··· Supplied text

Do It Yo-Self: The Organic Necklace

Doing things yourself never gets old. Though my boyfriend could talk your ear off about the fact that I would rather stick a rusty fork in my eye than pay a trained professional to perform a task I can easily do (after reading a wikipedia article) myself, I would also like to attest to that uplifting and euphoric feeling that accompanies a job well done. Unfortunately, DIY projects often entail an unforeseen problem, a slight glitch — like fabric that is not quite long enough, or outdated tools, perhaps even a string of beads that comes apart over your parents’ shag rug — the kind that was all the rage in 70s home décor — rendering you a blubbering ball of frustration (tears). Perhaps you think briefly about punching another person in the face — anyone would do — but you put down the knitting needle, leave the sewing bench, and take a breather. Like any good journey, doing-it-yourself involves ups and downs which ultimately make the final product that much more satisfying.

Admittedly, the initial start-up costs of buying beads, clasps, and those little do-hickeys that connect the beads to the clasps can be a bit daunting. Yes, you will have to spend a bit of hard-earned coin to make some magic happen, but keep in mind the first investment is always the worst. Personally I would much rather spend $20 on crafting materials than a night on the town. And in the interest of honesty, I will add that handmade accessories always make me look much more put together than a few rounds of gin and tonics.

So without further ado, the object of my week’s DIY affection: The Organic Necklace

I toss this “organic” term in there audaciously simply because I can, and hey, aren’t you intrigued? What could be organic about a necklace? Well this one is made out of wood and silver, and I am pretty sure Mother Nature gave us both those ingredients. Thank you m’lady.

1) I began by laying out all my materials and tools. This is a good way to check if you are missing anything crucial.

Is that an issue of Worn in the background?! Why yes it is.

······
··· Recorded data

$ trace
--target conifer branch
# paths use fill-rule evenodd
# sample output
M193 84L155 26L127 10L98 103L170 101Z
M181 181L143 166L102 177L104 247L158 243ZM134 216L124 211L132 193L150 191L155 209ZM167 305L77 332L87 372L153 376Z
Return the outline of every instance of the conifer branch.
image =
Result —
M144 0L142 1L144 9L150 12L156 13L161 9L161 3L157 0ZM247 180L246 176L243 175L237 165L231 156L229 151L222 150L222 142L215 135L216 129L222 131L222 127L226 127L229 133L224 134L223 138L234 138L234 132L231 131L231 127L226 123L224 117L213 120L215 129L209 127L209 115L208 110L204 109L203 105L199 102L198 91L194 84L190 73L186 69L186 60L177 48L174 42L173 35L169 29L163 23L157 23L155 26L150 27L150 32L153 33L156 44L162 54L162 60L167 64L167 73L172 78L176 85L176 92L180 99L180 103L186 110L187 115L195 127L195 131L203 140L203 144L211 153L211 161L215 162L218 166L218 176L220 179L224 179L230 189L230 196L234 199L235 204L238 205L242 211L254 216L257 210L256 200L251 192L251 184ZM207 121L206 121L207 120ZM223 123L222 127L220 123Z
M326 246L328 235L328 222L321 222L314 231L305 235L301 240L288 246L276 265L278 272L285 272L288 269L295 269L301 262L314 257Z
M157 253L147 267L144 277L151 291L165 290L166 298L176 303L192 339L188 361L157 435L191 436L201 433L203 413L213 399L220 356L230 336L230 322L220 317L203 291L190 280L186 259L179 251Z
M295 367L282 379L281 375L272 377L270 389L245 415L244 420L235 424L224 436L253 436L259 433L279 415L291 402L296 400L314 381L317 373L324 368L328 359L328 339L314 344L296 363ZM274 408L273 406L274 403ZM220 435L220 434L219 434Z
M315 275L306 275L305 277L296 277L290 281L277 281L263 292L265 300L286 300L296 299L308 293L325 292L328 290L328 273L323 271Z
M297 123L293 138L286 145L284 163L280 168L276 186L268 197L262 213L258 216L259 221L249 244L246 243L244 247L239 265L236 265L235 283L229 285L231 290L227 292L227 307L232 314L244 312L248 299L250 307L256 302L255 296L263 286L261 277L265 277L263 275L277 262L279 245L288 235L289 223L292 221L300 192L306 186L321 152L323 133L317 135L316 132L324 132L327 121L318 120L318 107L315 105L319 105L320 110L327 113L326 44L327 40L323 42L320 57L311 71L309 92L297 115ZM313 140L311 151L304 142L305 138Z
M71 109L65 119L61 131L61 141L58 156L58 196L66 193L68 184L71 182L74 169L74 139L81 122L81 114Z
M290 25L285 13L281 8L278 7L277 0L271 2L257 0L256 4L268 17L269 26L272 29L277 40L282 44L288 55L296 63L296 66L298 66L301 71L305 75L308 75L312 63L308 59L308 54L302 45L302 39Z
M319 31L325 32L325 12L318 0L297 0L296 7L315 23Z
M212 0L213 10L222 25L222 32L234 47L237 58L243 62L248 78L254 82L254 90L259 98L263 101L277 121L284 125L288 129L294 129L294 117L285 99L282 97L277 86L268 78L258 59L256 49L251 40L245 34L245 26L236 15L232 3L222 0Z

······

→ Written exercise: Change the necklace text from "I toss this" to "Why yes it is.", putting "wood and copper" in place of "wood and silver".

→ Response to the exercise:
I toss this “organic” term in there audaciously simply because I can, and hey, aren’t you intrigued? What could be organic about a necklace? Well this one is made out of wood and copper, and I am pretty sure Mother Nature gave us both those ingredients. Thank you m’lady.

1) I began by laying out all my materials and tools. This is a good way to check if you are missing anything crucial.

Is that an issue of Worn in the background?! Why yes it is.